▸ **Exercise details**
Please count the lines in these records that contain "does" and give only that count.

▸ **Provided material**
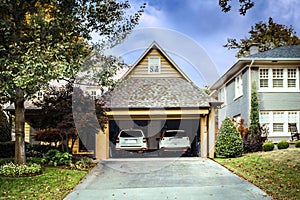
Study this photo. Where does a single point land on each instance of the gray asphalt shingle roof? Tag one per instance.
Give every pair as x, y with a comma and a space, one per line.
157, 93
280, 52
==
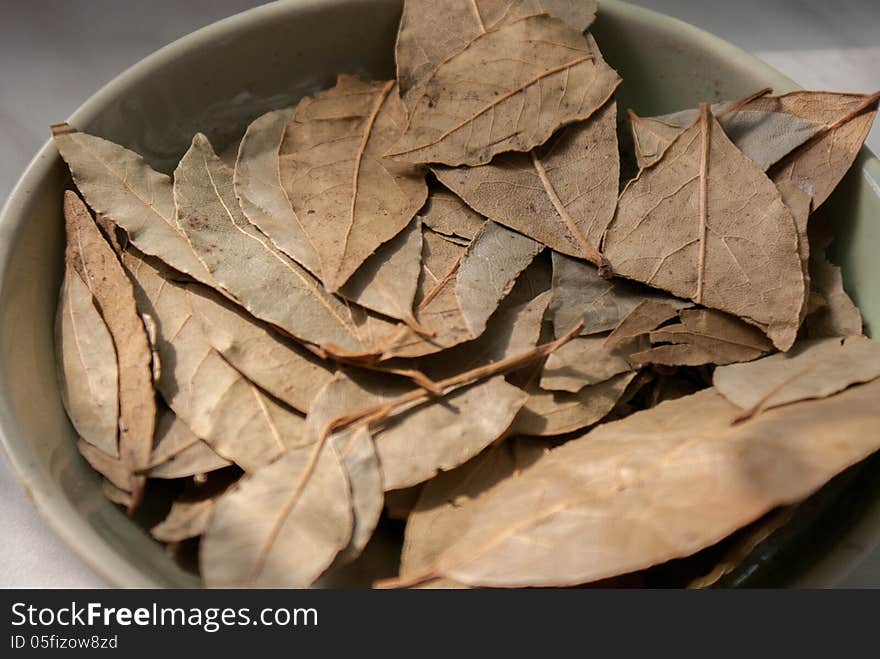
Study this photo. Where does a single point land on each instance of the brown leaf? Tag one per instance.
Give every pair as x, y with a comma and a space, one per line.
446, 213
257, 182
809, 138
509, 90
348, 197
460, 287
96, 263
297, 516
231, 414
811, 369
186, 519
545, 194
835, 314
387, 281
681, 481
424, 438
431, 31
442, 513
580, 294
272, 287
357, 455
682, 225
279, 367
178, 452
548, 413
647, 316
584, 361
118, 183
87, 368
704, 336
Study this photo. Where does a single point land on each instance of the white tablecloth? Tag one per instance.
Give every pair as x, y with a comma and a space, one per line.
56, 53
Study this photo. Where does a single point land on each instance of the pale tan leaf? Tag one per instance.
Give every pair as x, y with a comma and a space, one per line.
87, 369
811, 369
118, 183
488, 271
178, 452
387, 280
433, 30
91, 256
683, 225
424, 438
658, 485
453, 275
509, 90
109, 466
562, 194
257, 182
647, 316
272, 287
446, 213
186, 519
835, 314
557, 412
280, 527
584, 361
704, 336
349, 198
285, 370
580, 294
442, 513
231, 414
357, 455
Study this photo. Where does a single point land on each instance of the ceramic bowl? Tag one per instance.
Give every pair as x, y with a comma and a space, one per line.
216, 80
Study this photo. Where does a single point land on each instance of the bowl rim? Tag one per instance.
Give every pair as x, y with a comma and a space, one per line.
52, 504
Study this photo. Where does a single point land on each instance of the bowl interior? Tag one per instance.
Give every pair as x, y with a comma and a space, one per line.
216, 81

▸ **Response**
7